◆ Extract ◆

WASHINGTON - Improper use of patches that emit the painkiller fentanyl is
still killing people, the U.S. government said Friday - its second warning in
two years about the powerful narcotic.
Some of the deaths came after doctors prescribed the patches to the wrong
patients, the Food and Drug Administration said.
The drug is only for chronic pain in people used to narcotics, such as cancer
patients, and can cause trouble breathing in people new to this family of "opioid"
painkillers. Yet the FDA found cases in which doctors prescribed the patch for
headaches or post-surgical pain.
The FDA said patients also accidentally overdose by using the patches
incorrectly, such as putting on more than prescribed, replacing them too
frequently or getting them too hot.
"While these products fill an important need, improper use and misuse can be
life threatening," said FDA pain chief Dr. Bob Rappaport. "It is crucial that
doctors prescribe these products appropriately and that patients use them
correctly."
The FDA first warned about improper patch use in 2005, when it announced it was
investigating 120 deaths.
Although the agency has investigated the new reports for several months,
Rappaport refused to say Friday how many additional deaths the agency has
learned of since that first warning.
He called the number of reports small but concerning because "they are
preventable." The FDA said Friday it had ordered patch makers to create special
medication guides that will come with every box, spelling out proper use in
easy-to-understand language.
What kind of mistakes are happening? The Institute for Safe Medication
Practices, a consumer advocacy organization, highlighted some cases last summer.
One patient died after being given a patch for post-surgery pain despite having
pneumonia and being new to narcotics. Two others survived - an elderly man taken
to the emergency room after being given a patch together with painkilling pills
and an elderly woman who became delirious while wearing several patches at once.
Fentanyl patches have been marketed in Canada since 1992 for severe chronic
pain. When used appropriately and as recommended, the benefits of fentanyl
patches outweigh the risks, Health Canada said in an e-mail statement Friday.
"Health Canada is aware of today's action by the U.S. Food and Drug
Administration. The department will review the Canadian Product Monographs to
determine if further revisions are necessary. At this time, we have no plans to
create a medication guide on fentanyl."
The FDA's main message Friday: Do not prescribe fentanyl patches to anyone new
to opioids, the painkiller family that includes morphine. Absorbing fentanyl
through the skin is a powerful way to deliver the potent drug and thus poses
serious risk to anyone not already opioid-tolerant, Rappaport explained.
Doctors who aren't specially trained in pain management may not know that. But
Rappaport said the FDA isn't considering curbs on prescribing because there is a
great need for the patches among the millions of chronic pain sufferers, few of
whom get care from pain specialists.
Among the warnings:
-Fentanyl patches can cause severe breathing problems. Get emergency help if:
you have trouble breathing or extreme drowsiness with slowed breathing; feel
faint, dizzy or confused; or have other unusual symptoms. They can be signs that
you were prescribed too high a dose or took too much.

◆ Data ◆

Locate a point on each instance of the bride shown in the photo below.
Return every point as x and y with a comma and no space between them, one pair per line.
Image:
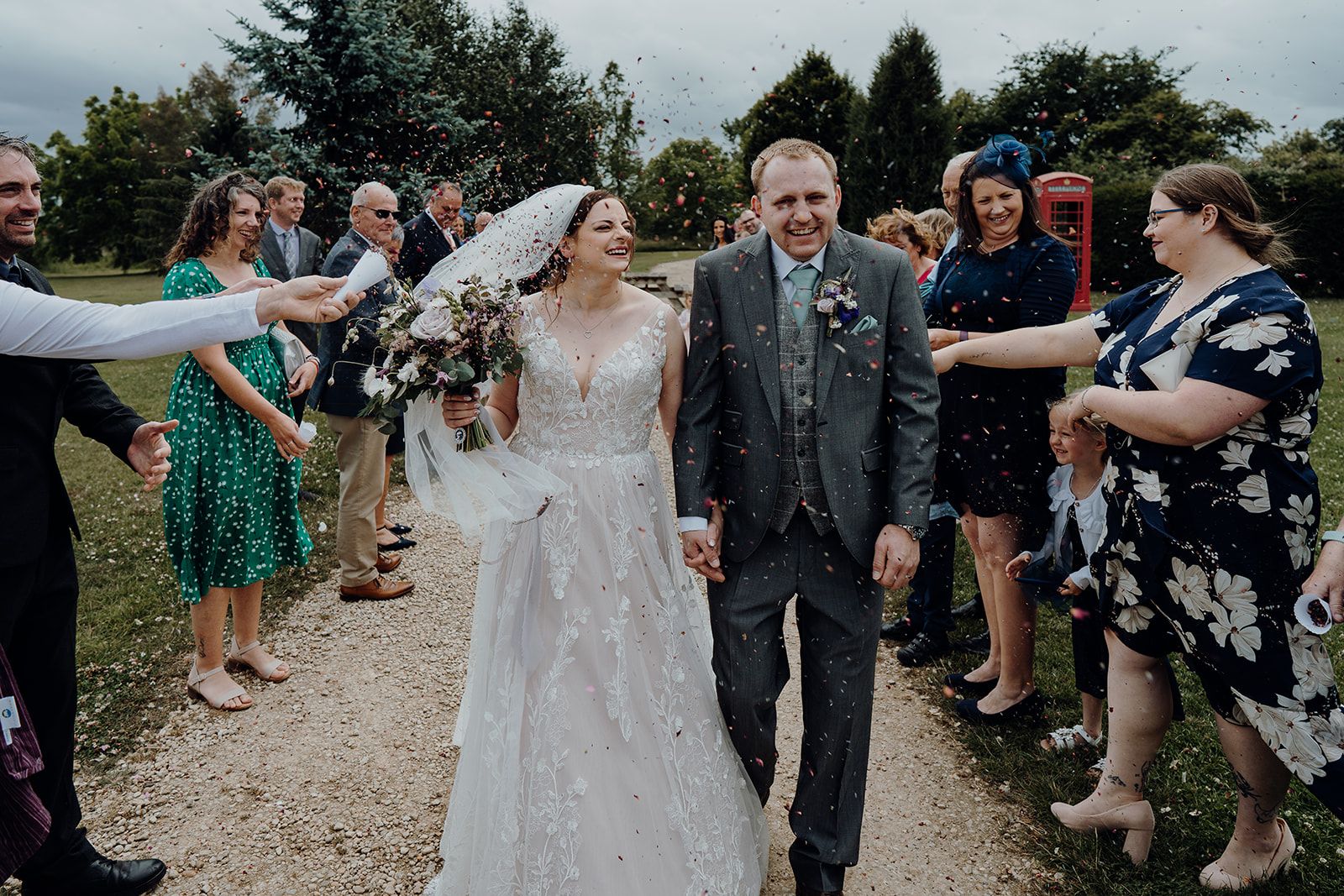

◆ Problem A ◆
Answer these questions about the fentanyl patch article:
(i) In what year did the FDA first warn about improper patch use?
(ii) Since what year have fentanyl patches been marketed in Canada?
(iii) What is the name of the FDA pain chief quoted in the article?
◆ Problem B ◆
Rewrite the part of the fentanyl patch article starting with "He called the" and going on through "patches at once.", changing "pneumonia" to "bronchitis".

◆ Expected output A ◆
(i) 2005
(ii) 1992
(iii) Dr. Bob Rappaport

◆ Expected output B ◆
He called the number of reports small but concerning because "they are
preventable." The FDA said Friday it had ordered patch makers to create special
medication guides that will come with every box, spelling out proper use in
easy-to-understand language.
What kind of mistakes are happening? The Institute for Safe Medication
Practices, a consumer advocacy organization, highlighted some cases last summer.
One patient died after being given a patch for post-surgery pain despite having
bronchitis and being new to narcotics. Two others survived - an elderly man taken
to the emergency room after being given a patch together with painkilling pills
and an elderly woman who became delirious while wearing several patches at once.